Richard Street is a station on the Hudson–Bergen Light Rail (HBLR) located in the Greenville section of Jersey City, Hudson County, New Jersey. Located at the end of Richard Street next to the northeast end of Bayside Park, the station services local trains of the Hudson–Bergen Light Rail between 8th Street station in Bayonne and Hoboken Terminal. The station contains a single island platform and two tracks. The station is accessible for handicapped persons as part of the Americans with Disabilities Act of 1990, with ramps and platform level matching with trains. The station opened on April 15, 2000 as part of the original operating segment of the Hudson–Bergen Light Rail.

History

Jersey Central station
Richard Street station was built north of the site of a former Central Railroad of New Jersey station in the same area. Located at what is now the south end of Bayside Park, Van Nostrand Place station was a stop on the Main Line in Jersey City. Opened in 1887, later than most stations on the line, Van Nostrand Place had a smaller station compared to others, only at , and only a single story. The station agent at Van Nostrand Place was eliminated in 1952 and in June 1958, they razed the single story depot, replacing it with two shelters (one in each direction). Passenger service to Van Nostrand Place ended on April 30, 1967, when the Aldene Plan went into effect, moving CNJ commuter services through Newark Penn Station via the Lehigh Valley Railroad. Service through Bayonne and Jersey City was truncated from Communipaw Terminal to East 33rd Street.

Object pointing dataset rows:
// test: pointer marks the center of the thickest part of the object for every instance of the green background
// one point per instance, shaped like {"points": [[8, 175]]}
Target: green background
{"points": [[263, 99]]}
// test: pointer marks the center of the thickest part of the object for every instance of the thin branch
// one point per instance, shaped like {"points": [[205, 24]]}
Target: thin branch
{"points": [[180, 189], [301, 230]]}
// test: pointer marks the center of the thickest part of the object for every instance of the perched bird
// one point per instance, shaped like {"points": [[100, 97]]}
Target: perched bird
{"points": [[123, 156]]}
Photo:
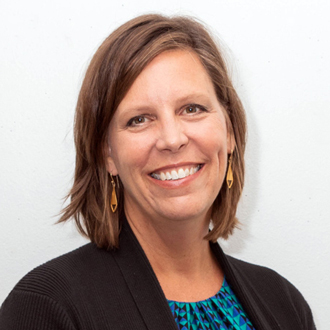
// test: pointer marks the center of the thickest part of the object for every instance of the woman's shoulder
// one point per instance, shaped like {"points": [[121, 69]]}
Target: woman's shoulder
{"points": [[269, 288], [64, 273], [65, 292]]}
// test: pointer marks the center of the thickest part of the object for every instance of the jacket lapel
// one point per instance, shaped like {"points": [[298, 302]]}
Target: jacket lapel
{"points": [[142, 282], [258, 313]]}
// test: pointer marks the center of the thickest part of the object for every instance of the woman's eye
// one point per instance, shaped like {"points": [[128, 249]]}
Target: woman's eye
{"points": [[138, 120], [194, 108]]}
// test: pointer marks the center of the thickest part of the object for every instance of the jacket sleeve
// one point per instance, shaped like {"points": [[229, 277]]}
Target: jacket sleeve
{"points": [[33, 311]]}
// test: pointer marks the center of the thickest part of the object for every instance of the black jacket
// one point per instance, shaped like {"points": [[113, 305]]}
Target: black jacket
{"points": [[95, 289]]}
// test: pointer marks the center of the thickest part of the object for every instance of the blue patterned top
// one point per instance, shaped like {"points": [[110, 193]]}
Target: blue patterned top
{"points": [[220, 312]]}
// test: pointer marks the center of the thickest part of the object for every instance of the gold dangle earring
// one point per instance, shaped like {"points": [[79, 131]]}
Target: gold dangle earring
{"points": [[230, 178], [114, 202]]}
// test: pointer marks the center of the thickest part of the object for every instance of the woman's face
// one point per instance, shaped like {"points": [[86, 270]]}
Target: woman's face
{"points": [[169, 141]]}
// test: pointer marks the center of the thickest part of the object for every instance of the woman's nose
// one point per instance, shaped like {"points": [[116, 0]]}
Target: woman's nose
{"points": [[172, 136]]}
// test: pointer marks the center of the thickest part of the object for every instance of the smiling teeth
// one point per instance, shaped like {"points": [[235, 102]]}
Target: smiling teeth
{"points": [[176, 175]]}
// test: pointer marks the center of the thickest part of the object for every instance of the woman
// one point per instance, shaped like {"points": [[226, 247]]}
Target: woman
{"points": [[160, 139]]}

[Directives]
**A)** Answer these questions from the Richard Street station article:
(i) On what date did Richard Street station open?
(ii) In what year did Van Nostrand Place station open?
(iii) On what date did passenger service to Van Nostrand Place end?
**B)** Pick up the Richard Street station article after its final sentence and write what comes next.
These lines have no connection to the Richard Street station article.

[Answers to the tasks]
**A)**
(i) April 15, 2000
(ii) 1887
(iii) April 30, 1967

**B)**
HBLR station
The station opened on April 15, 2000. It is located along the former Central Railroad of New Jersey right of way, which terminated at Communipaw Terminal. During excavations for its construction, workers came across what appear to be the petrified remains of luggage, which were also found at nearby Danforth Avenue stop.

On August 1, 2010, gunfire erupted at the station, sending a group of people running for cover as they were chased by a gunman on the platform. Police arrived at 10:32pm (EST). The gunman and the group were gone, but police recovered three spent bullet casings at the scene, and one bullet projectile at the base of the steps leading to the platform. One of the railings of the steps was struck by one of the bullets. A witness who had been walking about 50 feet behind the group on the platform stated he saw another man run past him and fire three or four shots into the group. No one was shot or injured. The gunman, was described as being in his late teens, 5-foot-8, wearing blue jeans and a black T-shirt.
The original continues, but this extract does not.